Find each line in the listing below that contains the word "bush" and copy it out. Treat uppercase and lowercase as different.

Items in a dataset
:::

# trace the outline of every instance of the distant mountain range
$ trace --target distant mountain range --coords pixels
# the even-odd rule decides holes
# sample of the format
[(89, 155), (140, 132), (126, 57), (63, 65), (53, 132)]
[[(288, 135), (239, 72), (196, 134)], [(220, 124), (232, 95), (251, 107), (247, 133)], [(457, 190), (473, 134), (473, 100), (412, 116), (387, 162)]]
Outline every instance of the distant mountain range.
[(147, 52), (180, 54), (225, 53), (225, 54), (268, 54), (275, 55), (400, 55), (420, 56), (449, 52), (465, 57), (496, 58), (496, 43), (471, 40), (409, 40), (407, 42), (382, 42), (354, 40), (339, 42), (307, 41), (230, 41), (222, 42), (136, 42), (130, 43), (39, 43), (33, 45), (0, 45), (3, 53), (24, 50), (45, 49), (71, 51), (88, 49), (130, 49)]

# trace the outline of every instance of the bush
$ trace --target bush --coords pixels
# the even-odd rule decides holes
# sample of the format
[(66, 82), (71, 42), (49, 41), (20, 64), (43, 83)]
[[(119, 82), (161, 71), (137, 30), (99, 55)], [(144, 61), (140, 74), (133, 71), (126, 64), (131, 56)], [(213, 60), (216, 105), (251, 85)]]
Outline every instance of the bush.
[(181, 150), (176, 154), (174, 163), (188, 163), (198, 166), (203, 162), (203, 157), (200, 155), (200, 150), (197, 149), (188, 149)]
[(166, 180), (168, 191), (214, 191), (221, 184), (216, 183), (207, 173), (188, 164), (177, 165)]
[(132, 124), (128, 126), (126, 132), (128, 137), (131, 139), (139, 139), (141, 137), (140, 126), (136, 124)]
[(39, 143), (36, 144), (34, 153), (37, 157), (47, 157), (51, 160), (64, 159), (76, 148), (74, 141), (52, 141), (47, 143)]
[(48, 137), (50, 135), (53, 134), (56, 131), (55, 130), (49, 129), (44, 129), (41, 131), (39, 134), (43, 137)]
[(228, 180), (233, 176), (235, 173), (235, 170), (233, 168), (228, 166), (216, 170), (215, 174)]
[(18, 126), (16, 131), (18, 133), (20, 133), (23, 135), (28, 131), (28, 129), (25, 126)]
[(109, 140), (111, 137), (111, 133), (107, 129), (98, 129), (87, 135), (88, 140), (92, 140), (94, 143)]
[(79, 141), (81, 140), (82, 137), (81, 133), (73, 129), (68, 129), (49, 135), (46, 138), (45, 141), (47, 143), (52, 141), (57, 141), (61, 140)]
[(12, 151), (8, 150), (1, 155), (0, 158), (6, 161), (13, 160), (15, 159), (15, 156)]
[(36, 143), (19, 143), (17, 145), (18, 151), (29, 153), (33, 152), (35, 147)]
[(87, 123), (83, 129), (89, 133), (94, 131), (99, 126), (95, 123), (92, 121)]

:::

OUTPUT FOR THIS EXERCISE —
# trace the outline of every instance of the bush
$ trace --target bush --coords pixels
Outline every instance of the bush.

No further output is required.